Activists accuse the Mexican government of implementing repressive policies against immigrants under the argument of national security, which they say are ineffective in combating the complicity of police and migration officers with the criminal bands that prey on migrants.
“The shelters stand between the immigrants and the interests of those who want to benefit from them,” said Jorge Andrade, a member of the local NGO Ustedes Somos Nosotros (You Are Us). “Because of their vulnerability, they are easy prey for criminals.”
The NGO used to support the Casa del Migrante San Juan Diego, in the town of Tultitlán on the outskirts of the capital, with provisions. But the shelter was forced to close in July, as a result of pressure from the local population, who protested the presence of migrants in their midst.
The shelter then set up a camp under a bridge, near the railroad. But they were driven out of there as well by the local community.
The state government then relocated the migrants to the town of Huehuetoca, 30 km from Tultitlán. They are now near the San José shelter in that town, which is run by civil society groups and receives support from Ustedes Somos Nosotros.

COLLECTED MATERIAL:
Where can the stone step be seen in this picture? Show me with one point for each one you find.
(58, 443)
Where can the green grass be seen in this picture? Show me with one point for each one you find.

EXERCISE REQUIREMENTS:
**a)** Using the excerpt on migrant shelters in Mexico, answer these questions:
(i) What English name is given for the NGO Ustedes Somos Nosotros?
(ii) In what month was the Casa del Migrante San Juan Diego forced to close?
(iii) How far is Huehuetoca from Tultitlán?
**b)** Translate this sentence from the excerpt on migrant shelters in Mexico into Spanish: "The shelter then set up a camp under a bridge, near the railroad."

RESULTS BY TASK:
**a)**
(i) You Are Us
(ii) July
(iii) 30 km

**b)** Entonces el albergue instaló un campamento debajo de un puente, cerca de las vías del tren.